Extract every line in the records below that contains the word "plaque".

■ **Rows from an object pointing dataset**:
##############################

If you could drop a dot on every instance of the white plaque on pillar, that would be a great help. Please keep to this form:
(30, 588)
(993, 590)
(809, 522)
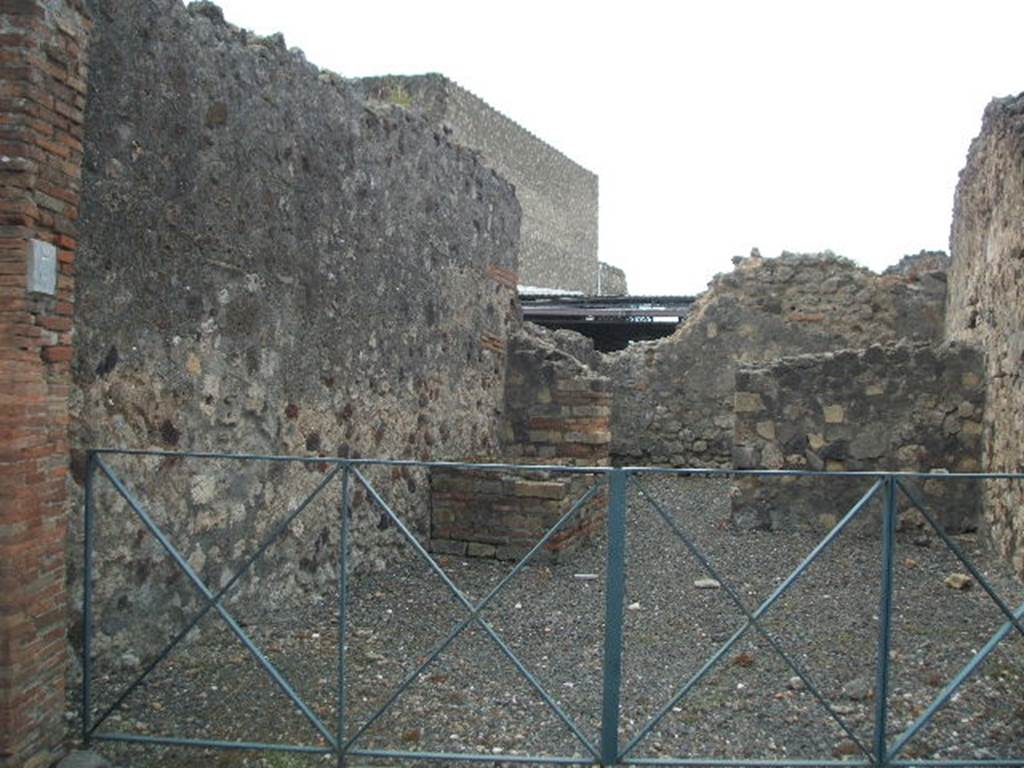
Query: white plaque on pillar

##############################

■ **Full response**:
If you could drop a dot on every instance of the white plaque on pillar, that would be a great help. Please keep to this form:
Query: white plaque on pillar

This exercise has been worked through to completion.